*WHAT NEEDS TO BE DONE*: Repeat exactly the lines from the line containing "for every instance of the goat's hind" to the last line of the listing, including both.

*DATASET EXTRACT*:
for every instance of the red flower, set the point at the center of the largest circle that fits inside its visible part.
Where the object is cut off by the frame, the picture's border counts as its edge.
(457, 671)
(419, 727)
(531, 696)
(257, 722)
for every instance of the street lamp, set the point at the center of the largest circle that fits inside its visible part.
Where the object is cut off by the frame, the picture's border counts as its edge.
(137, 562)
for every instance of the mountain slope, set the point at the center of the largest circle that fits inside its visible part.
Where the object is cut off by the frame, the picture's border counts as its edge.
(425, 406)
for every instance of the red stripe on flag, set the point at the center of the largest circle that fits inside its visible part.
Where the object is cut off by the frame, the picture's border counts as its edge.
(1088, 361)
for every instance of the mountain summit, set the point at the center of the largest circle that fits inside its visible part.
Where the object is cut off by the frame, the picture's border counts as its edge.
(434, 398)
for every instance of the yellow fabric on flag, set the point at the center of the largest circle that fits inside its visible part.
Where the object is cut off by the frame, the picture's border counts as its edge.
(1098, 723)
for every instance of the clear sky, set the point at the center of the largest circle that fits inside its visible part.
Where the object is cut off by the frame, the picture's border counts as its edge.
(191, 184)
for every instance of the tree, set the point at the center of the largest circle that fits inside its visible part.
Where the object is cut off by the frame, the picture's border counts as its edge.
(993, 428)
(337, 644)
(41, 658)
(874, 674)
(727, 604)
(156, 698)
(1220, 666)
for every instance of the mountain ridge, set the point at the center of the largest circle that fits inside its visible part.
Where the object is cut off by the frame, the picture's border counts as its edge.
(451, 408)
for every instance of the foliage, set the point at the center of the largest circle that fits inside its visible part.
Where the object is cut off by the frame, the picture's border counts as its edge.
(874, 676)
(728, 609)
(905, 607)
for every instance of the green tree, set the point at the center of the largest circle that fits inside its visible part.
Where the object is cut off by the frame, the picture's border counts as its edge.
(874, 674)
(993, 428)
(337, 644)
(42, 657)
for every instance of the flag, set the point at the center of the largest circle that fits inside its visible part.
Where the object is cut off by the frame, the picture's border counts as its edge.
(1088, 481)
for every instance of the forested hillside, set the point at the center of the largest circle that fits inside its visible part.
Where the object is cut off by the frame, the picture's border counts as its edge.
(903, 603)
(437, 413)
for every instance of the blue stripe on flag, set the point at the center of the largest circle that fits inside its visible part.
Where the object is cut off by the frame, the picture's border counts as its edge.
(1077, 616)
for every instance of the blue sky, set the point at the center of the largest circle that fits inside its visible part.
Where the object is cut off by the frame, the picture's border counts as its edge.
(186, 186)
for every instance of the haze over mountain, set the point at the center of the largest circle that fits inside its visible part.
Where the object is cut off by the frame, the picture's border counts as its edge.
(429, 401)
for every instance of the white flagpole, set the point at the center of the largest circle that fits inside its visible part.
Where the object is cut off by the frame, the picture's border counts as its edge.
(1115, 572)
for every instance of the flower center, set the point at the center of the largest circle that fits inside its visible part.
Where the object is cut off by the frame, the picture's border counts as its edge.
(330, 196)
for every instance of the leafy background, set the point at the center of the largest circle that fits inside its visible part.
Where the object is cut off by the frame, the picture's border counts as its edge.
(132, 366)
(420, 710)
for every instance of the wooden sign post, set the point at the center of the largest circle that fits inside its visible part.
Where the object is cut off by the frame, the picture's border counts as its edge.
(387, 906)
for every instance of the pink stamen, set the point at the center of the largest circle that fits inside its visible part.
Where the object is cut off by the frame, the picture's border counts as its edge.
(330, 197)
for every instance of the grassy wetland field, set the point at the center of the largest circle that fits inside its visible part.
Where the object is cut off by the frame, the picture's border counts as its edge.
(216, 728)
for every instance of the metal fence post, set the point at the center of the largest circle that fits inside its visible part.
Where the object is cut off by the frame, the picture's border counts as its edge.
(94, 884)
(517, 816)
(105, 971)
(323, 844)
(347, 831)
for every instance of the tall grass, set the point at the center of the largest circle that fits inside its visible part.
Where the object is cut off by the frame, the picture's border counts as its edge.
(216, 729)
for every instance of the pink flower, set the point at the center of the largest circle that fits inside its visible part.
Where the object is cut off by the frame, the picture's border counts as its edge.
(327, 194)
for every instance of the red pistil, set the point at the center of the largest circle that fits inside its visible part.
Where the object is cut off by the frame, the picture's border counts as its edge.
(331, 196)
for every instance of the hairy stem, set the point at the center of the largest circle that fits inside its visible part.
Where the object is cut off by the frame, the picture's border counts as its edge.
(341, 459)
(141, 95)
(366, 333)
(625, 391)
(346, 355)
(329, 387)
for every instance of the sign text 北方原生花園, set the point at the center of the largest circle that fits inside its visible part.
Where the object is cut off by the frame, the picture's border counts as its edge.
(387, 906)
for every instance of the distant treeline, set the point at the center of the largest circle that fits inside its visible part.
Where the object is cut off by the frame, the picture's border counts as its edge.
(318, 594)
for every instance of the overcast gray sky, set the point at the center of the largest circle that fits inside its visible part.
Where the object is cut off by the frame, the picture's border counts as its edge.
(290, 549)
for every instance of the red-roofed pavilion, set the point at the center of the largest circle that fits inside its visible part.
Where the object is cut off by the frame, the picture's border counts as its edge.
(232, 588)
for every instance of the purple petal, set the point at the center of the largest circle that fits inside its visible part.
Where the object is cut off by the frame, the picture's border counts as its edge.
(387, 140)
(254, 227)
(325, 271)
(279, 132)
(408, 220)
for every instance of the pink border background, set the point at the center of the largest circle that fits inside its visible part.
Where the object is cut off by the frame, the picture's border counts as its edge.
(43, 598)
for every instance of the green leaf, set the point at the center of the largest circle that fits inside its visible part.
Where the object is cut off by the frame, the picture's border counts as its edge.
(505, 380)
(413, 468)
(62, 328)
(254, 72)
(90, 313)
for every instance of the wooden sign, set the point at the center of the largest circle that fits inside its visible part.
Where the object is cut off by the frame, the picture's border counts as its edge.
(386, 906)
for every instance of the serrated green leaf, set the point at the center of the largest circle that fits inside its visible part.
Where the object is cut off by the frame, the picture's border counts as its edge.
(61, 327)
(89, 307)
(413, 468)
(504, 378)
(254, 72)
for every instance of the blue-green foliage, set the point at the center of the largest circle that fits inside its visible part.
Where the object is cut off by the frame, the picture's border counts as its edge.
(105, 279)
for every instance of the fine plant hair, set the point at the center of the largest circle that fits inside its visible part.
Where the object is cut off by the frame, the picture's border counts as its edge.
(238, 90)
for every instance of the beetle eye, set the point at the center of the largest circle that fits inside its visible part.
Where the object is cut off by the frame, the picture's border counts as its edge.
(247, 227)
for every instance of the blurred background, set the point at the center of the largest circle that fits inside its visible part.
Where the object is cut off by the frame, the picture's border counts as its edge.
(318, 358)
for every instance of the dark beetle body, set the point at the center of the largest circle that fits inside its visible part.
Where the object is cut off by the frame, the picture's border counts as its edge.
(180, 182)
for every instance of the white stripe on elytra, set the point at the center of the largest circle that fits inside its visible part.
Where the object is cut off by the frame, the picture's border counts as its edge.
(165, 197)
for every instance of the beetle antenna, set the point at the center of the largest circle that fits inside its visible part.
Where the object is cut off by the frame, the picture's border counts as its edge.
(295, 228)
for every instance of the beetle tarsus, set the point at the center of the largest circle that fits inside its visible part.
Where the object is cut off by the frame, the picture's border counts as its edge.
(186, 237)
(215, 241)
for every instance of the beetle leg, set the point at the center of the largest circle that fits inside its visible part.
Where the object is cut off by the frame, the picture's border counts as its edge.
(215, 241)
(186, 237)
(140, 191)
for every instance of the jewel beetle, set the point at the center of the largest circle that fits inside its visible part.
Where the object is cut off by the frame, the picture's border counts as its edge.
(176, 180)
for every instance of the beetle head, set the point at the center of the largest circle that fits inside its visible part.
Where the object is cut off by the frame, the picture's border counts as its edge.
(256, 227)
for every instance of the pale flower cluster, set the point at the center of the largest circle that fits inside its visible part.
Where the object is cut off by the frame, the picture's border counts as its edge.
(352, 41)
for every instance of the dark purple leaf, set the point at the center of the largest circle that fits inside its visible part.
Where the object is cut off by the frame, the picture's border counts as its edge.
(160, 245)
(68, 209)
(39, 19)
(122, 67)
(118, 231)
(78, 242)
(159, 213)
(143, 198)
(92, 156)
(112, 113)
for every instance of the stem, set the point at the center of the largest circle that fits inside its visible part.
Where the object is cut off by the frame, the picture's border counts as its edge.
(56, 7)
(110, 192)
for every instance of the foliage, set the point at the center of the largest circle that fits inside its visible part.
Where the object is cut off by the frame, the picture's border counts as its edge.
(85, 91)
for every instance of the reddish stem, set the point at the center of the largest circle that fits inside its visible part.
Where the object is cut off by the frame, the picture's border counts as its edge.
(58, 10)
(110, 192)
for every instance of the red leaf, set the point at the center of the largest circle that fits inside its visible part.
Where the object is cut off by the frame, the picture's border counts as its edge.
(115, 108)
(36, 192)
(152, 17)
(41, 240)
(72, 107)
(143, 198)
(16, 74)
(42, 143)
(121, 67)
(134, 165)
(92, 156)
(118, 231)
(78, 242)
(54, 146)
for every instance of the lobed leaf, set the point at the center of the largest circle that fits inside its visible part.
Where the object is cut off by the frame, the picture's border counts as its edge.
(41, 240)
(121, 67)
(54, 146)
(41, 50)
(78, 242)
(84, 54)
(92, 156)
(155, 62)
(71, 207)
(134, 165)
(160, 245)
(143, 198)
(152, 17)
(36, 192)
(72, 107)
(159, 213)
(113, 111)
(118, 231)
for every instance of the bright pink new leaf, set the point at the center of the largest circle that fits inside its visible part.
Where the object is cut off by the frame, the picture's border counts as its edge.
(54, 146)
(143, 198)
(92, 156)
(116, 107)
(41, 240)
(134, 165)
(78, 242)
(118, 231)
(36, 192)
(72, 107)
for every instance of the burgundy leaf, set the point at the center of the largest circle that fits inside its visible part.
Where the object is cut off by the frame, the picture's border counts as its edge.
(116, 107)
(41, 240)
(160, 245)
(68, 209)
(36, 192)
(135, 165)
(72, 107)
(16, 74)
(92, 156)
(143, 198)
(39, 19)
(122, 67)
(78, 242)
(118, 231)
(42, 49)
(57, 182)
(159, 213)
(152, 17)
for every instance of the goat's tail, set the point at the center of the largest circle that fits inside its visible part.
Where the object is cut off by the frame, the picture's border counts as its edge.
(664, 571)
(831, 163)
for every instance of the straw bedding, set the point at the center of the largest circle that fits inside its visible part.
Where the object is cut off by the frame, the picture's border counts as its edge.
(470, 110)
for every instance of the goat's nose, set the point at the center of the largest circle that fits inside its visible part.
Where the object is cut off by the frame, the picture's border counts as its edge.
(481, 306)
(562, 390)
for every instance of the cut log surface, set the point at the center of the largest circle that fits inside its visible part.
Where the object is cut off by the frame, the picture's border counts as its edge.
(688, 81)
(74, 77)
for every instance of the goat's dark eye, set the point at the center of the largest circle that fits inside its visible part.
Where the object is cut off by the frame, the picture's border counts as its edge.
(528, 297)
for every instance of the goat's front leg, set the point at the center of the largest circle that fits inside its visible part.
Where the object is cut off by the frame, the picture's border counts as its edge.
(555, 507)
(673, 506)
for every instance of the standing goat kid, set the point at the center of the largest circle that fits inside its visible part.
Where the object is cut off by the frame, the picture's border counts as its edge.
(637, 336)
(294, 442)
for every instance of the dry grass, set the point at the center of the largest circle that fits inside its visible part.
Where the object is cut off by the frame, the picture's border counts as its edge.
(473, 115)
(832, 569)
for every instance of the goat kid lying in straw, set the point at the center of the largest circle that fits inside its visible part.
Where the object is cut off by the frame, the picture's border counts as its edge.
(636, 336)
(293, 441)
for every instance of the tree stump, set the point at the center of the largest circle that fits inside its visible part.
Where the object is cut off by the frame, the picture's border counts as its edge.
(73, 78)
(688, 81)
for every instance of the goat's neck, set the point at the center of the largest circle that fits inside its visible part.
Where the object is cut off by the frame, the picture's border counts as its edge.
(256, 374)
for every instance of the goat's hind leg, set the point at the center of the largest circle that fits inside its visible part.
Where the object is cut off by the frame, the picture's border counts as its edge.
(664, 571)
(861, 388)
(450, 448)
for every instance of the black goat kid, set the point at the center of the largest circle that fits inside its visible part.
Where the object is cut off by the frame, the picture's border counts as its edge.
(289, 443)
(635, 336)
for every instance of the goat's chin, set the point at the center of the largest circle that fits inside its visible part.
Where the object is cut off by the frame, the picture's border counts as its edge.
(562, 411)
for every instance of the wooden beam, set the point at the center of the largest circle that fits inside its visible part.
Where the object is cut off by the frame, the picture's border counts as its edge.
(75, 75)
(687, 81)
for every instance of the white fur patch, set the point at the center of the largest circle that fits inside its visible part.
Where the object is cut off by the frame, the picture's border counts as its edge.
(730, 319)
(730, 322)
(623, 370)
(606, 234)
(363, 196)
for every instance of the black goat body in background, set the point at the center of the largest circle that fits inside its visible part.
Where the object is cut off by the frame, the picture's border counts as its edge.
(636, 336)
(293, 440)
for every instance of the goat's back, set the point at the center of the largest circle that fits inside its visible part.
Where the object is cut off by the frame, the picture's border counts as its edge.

*WRITTEN RESPONSE*:
for every instance of the goat's hind leg, set the point at the center of the largest circle that fits inside its visible part.
Where the object is cut off by the frame, the picture's border counts as its edge.
(664, 571)
(861, 388)
(450, 448)
for every instance of the black goat kid, set the point at the center of the largest circle that fits inside its visible part.
Where the object is cut off by the frame, the picture's border counts as its edge.
(289, 443)
(635, 336)
for every instance of the goat's chin, set the point at the center of the largest circle that fits inside its visible part.
Where the object is cut off by the frame, the picture's border counts as its edge.
(562, 411)
for every instance of the wooden beam, set the point at the center of the largest circle that fits inside its visible part.
Where the object is cut off by the frame, the picture's border counts as its edge.
(75, 75)
(687, 81)
for every instance of the white fur patch, set the point at the center of the largest circle that fits inside its visible part.
Where the object is cut off by the frame, the picture's border counts as its edge.
(730, 319)
(730, 322)
(623, 370)
(606, 234)
(363, 196)
for every instance of the black goat body in background, set the point at the center of the largest circle that fits inside its visible part.
Where the object is cut off by the frame, the picture's border counts as its edge.
(636, 336)
(293, 440)
for every instance of the goat's back, set the point at the center of the largest circle that fits inside its visible part.
Where the object is cut off by the frame, the picture's border counts as its edge.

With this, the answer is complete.